Data for this exercise -
▽

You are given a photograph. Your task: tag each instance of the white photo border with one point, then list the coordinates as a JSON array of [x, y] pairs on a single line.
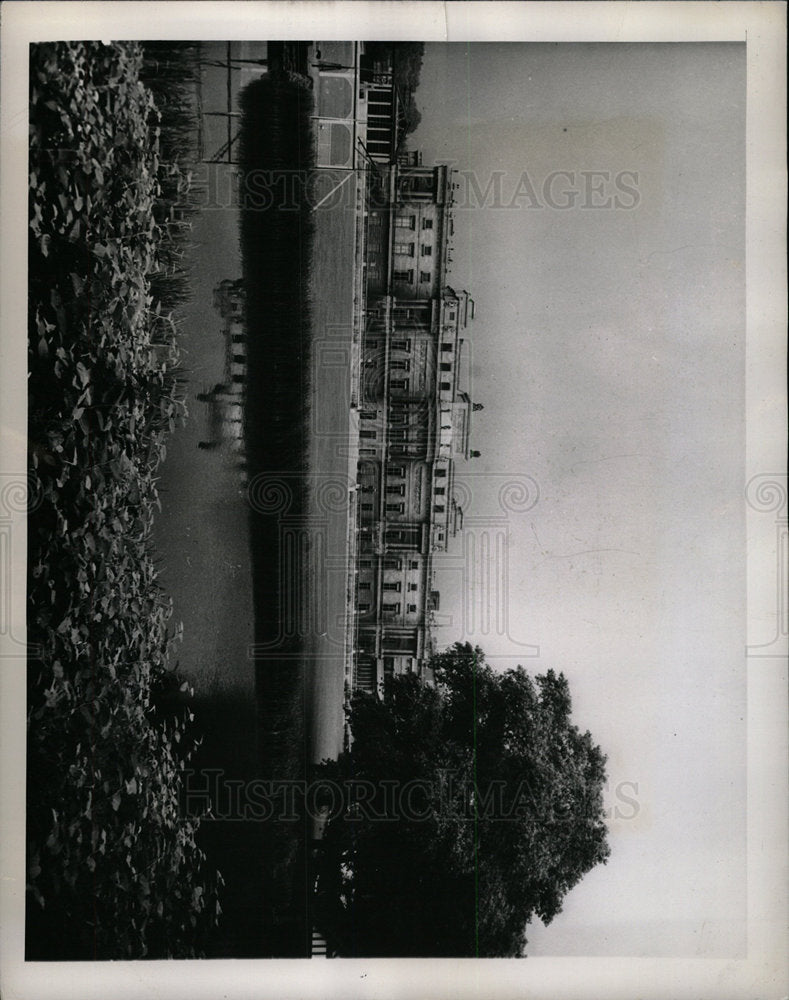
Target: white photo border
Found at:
[[763, 27]]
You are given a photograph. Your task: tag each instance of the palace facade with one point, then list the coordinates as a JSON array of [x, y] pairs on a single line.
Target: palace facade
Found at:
[[414, 419]]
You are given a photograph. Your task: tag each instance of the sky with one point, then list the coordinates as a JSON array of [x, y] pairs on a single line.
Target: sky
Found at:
[[608, 350]]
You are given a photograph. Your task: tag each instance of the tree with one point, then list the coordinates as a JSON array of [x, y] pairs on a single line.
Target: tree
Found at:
[[459, 812]]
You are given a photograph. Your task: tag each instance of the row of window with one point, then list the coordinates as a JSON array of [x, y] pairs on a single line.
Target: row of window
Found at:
[[399, 508], [373, 344], [394, 587], [409, 222], [407, 249], [406, 275], [392, 609], [390, 562]]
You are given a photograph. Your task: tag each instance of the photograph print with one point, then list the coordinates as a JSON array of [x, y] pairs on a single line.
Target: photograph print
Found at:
[[386, 537]]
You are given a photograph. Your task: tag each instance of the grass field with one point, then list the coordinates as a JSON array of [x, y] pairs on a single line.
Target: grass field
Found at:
[[276, 245]]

△

Exercise - Search the listing for the word "grass" and return each line that holds it.

Task result -
You are given a photograph. Your task: tag each instance of the grass field with one point, then list the coordinates as a JSON array of [x, y] pairs on a single line.
Target: grass field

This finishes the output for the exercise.